# PROBLEM DESCRIPTION
Edit the material below by replacing "histology slide image" with "photograph" everywhere it occurs, and leave everything else unchanged.

--- start DATA IN THIS EXERCISE ---

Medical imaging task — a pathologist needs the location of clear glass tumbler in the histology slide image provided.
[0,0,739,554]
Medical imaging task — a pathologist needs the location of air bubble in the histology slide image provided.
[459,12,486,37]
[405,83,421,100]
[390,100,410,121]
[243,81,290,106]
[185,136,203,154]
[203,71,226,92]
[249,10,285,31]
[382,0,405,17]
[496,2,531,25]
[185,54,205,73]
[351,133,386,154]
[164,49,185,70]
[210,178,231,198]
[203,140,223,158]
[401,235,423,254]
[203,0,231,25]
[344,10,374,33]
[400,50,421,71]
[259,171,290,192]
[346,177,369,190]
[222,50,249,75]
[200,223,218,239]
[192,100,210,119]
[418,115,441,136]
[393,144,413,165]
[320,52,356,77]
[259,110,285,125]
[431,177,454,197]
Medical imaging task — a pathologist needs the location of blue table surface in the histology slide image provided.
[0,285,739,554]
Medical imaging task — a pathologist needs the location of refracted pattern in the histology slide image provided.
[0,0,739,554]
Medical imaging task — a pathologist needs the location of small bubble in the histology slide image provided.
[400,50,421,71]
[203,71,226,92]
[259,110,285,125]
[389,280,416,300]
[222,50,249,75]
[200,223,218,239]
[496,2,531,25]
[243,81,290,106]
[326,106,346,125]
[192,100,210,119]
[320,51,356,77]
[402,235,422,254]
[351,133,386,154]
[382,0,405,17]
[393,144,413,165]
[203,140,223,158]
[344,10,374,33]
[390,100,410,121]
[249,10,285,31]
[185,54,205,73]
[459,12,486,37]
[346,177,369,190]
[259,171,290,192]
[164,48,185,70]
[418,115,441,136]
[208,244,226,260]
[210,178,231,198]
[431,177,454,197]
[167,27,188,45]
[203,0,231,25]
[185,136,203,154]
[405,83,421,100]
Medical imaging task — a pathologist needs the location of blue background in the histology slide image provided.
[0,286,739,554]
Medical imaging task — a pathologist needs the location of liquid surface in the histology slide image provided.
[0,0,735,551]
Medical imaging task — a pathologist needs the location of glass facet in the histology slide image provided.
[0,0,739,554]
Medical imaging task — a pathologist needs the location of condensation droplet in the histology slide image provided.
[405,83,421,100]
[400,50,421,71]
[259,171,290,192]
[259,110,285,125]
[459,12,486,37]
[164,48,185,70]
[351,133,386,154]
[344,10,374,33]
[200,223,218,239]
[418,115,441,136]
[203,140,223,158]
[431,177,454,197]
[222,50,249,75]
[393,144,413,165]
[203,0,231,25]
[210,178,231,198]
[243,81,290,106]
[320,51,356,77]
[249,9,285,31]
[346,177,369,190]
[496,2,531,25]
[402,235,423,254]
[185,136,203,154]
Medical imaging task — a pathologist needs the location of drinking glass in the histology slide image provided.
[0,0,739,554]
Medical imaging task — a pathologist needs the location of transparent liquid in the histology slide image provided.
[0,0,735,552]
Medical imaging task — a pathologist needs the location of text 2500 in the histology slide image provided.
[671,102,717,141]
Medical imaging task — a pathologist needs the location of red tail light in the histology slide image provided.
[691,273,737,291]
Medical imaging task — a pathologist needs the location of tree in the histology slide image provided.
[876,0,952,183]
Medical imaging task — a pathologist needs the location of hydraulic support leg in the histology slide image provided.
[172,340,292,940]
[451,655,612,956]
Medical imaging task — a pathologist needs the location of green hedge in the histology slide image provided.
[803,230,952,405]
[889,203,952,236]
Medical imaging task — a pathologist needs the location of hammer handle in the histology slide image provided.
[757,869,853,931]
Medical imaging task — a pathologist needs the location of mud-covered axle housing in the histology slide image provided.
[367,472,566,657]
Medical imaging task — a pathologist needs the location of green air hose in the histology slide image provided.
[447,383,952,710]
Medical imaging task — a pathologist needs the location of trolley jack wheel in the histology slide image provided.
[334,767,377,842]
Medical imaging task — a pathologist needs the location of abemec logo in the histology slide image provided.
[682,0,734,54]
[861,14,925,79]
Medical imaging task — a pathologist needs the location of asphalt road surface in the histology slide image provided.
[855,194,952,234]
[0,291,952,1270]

--- end DATA IN THIS EXERCISE ---

# PROBLEM SOLUTION
Medical imaging task — a pathologist needs the location of clear glass tumbler in the photograph provided.
[0,0,739,554]
Medical imaging task — a pathologist needs the location of air bubble in the photograph provided.
[459,12,486,37]
[405,83,421,100]
[390,100,410,121]
[243,81,290,106]
[185,136,203,154]
[203,71,226,92]
[249,10,285,31]
[382,0,405,17]
[496,2,531,25]
[185,54,205,73]
[351,133,386,154]
[164,49,185,70]
[210,178,231,198]
[203,140,223,158]
[401,235,423,254]
[203,0,231,25]
[344,10,374,33]
[400,50,421,71]
[259,171,290,192]
[346,177,369,190]
[222,50,249,75]
[200,223,218,239]
[192,100,210,119]
[418,115,441,136]
[393,144,413,165]
[320,52,356,77]
[259,110,285,125]
[431,177,454,197]
Medical imaging task — a pathologist needs the location of blue table surface in the photograph provided.
[0,285,739,554]
Medical imaging task — a pathologist needs the location of refracted pattern in the photograph provided.
[0,0,739,554]
Medical imaging task — a pathologist needs the location of small bubble in the photograph provided.
[400,50,421,71]
[203,71,226,92]
[259,110,285,125]
[389,280,416,300]
[222,50,249,75]
[200,223,218,239]
[496,2,531,25]
[243,81,290,106]
[326,106,346,125]
[192,100,210,119]
[320,51,356,77]
[402,235,422,254]
[351,133,386,154]
[382,0,405,17]
[393,144,413,165]
[203,140,223,158]
[344,10,374,33]
[390,100,410,121]
[249,10,285,31]
[185,54,205,73]
[459,12,486,37]
[346,177,369,190]
[259,171,290,192]
[164,48,185,70]
[418,115,441,136]
[208,244,226,260]
[210,178,231,198]
[431,177,454,197]
[167,27,188,45]
[203,0,231,25]
[185,136,203,154]
[405,83,421,100]
Medical imaging task — a pathologist needs the location of blue background in the photograph provided.
[0,286,739,554]
Medical imaging task — a pathologist needs the location of liquid surface in the photograph provided.
[0,0,735,551]
Medical imaging task — a pathologist needs the location of glass facet in the photograph provided.
[0,0,739,554]
Medical imaging task — a pathologist needs the location of condensation droplet in the photograph provided.
[405,83,421,100]
[400,50,421,71]
[259,171,290,192]
[259,110,285,125]
[459,12,486,37]
[164,48,185,70]
[351,133,386,154]
[344,10,374,33]
[200,223,218,239]
[418,115,441,136]
[203,140,223,158]
[431,177,454,197]
[222,50,249,75]
[393,144,413,165]
[203,0,231,25]
[210,178,231,198]
[243,81,290,106]
[320,51,356,77]
[249,9,285,31]
[346,177,369,190]
[496,2,531,25]
[402,235,423,254]
[185,136,203,154]
Medical imaging task — a pathologist needs the location of drinking glass in the photograph provided.
[0,0,739,554]
Medical imaging task — a pathologist needs the location of transparent liquid in the photograph provided.
[0,0,735,552]
Medical imaging task — a pathologist needs the location of text 2500 in the photograph provided.
[671,102,717,141]
Medical imaging task — a pathologist needs the location of red tail light in the photograph provided.
[691,273,737,291]
Medical imaging task — a pathologist needs the location of tree in the photograph provided.
[876,0,952,183]
Medical imaging task — a pathologist needs the location of hydraulic support leg in the photograph provided.
[172,340,292,940]
[451,655,612,956]
Medical imaging task — a pathologist needs the location of green hedge in the photograph provided.
[803,230,952,405]
[889,203,952,236]
Medical imaging task — a pathologist needs the location of hammer handle in the photograph provided.
[757,869,853,931]
Medical imaging task — a pathologist needs the location of mud-covered axle housing in the photograph provided.
[367,472,566,657]
Medical imaging task — a pathologist needs the location of green air hose in the photograph provided.
[447,383,952,710]
Medical imaging task — a pathologist needs the location of trolley jack wheel in the photograph provided.
[334,767,377,842]
Medical imaging task — a pathologist needs the location of abemec logo in the photograph provided.
[682,0,734,54]
[861,14,925,79]
Medical imaging task — a pathologist needs the location of asphalt road surface in the photograph provided.
[855,194,952,234]
[0,291,952,1270]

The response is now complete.